- Показанный отрывок
★ ★ ★ ★ ★ ★ ★
Но затем новейшее военное искусство ввело органическое подразделение армии на части; крупнейшие из них должны рассматриваться как целые меньшего порядка, способные в бою воспроизвести все действия крупного целого, с той единственной разницей, что таковые явятся относительно кратковременными; теперь даже в тех случаях, когда имеют в виду нанести совместный удар, уже не приходится держать колонны в близком друг от друга расстоянии, так, чтобы все они могли сомкнуться перед началом боя; достаточно, если такое соединение произойдет во время боя.

Чем меньше войсковая масса, тем она подвижнее, тем менее она нуждается в том разделении, которое обусловливается не принятой группировкой, а необходимостью бороться с беспомощностью массы. Небольшая часть пойдет по одной дороге, а если ей надо продвигаться по нескольким направлениям, то всегда можно найти рядом достаточно хорошие для этого дороги. Чем больше становятся массы, тем сильнее потребность в разделении, в увеличении числа колонн и в проезжих и даже больших дорогах; это ведет и к увеличению расстояния между колоннами. В обратно пропорциональном отношении, выражаясь математически, к этой потребности разделения находится сопряженная с разделением опасность. Чем меньше части, тем скорее они должны поспевать друг другу на помощь; чем они больше, тем дольше они могут быть предоставлены собственным силам. Стоит лишь вспомнить то, что по этому поводу было сказано в предшествующей части этого труда, и учесть, что в культурной местности на удалении нескольких миль от главной дороги всегда можно найти параллельные проезжие дороги[94], чтобы уяснить себе, что в организации марша не предвидится особенно больших затруднений, которые сделали бы несовместимым быстрое продвижение и точное прибытие с надлежащим сосредоточением. В горах же, где параллельные дороги встречаются значительно реже, а связь между ними крайне затруднительна, способность к сопротивлению отдельных колонн будет гораздо больше. Чтобы лучше уяснить этот вопрос, рассмотрим его в конкретном оформлении.

Дивизия в 8000 человек обычно занимает вместе со своей артиллерией и некоторым обозом пространство, проходимое в течение одного часа[95]; таким образом, если по одной дороге следуют две дивизии, то вторая прибудет после первой через час; дивизия, как мы уже говорили в VI главе 4-й части, даже против превосходящего ее силами неприятеля может выдержать бой в течение нескольких часов; следовательно, вторая дивизия, даже в худшем случае, т.е. если бы первой пришлось вступить в бой немедленно, прибыла бы не слишком поздно. Далее, на расстоянии часа ходьбы справа и слева от большой дороги, по которой следуют, можно будет всегда найти в культурных странах Средней Европы проселочные дороги, которыми войскам будет легко воспользоваться, чтобы избежать движения целиною, как то часто имело место в Семилетнюю войну.
★ ★ ★ ★ ★ ★ ★
(Сохранённые строки данных)
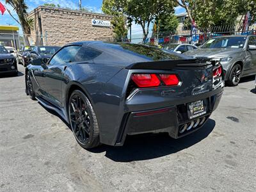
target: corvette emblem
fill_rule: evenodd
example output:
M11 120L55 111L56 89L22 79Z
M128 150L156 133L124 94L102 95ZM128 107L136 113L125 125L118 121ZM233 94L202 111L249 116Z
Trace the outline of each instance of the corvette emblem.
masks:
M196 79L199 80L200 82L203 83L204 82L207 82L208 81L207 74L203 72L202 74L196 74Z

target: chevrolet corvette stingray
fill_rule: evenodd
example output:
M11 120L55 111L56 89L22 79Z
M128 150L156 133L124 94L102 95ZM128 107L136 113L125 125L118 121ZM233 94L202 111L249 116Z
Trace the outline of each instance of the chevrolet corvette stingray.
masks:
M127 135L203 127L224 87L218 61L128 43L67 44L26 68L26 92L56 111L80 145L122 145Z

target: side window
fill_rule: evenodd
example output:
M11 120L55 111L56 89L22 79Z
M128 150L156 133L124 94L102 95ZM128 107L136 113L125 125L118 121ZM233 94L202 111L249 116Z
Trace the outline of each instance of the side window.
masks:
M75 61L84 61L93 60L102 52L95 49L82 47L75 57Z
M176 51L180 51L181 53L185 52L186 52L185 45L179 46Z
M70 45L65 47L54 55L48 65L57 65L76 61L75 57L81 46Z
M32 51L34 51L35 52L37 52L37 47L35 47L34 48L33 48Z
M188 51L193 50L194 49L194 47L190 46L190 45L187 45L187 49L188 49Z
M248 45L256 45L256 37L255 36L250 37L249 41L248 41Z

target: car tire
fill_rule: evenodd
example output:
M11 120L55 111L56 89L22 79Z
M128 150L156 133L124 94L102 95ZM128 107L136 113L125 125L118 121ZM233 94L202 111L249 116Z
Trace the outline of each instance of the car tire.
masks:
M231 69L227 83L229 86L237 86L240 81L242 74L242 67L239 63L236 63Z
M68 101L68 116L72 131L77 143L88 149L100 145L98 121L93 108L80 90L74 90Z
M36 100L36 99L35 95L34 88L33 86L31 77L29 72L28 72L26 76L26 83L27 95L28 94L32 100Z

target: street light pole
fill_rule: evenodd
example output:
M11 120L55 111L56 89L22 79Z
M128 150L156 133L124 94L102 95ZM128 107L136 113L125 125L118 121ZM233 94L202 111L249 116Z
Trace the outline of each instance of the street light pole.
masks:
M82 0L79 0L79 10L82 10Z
★ ★ ★ ★ ★ ★ ★
Продолжите отрывок о передвижении войск колоннами по нескольким дорогам, начав сразу после его последнего предложения.

Кроме того, опытом установлено, что армия, состоящая из четырех дивизий и кавалерийского резерва, может даже по плохим дорогам совершить в восемь часов своей головной частью переход в 3 мили. Будем считать на глубину каждой дивизии по часу, столько же на кавалерийский и артиллерийский резервы; тогда весь переход будет совершен в течение тринадцати часов. Это не чрезмерный срок; в данном случае пройдет по одной дороге до 40000 человек. Но при подобной массе войск можно найти и воспользоваться и более отдаленными проселками, а следовательно, еще больше сократить время перехода. Если бы масса войск, которая должна следовать по одной дороге, оказалась еще больше, чем предыдущая, то мы имели бы дело с тем случаем, когда прибытие ее полностью в один и тот же день уже не было бы столь необходимо, ибо такие массы войск в наше время не вступают в бой в первый же момент их сближения с противником, но обычно лишь на следующий день.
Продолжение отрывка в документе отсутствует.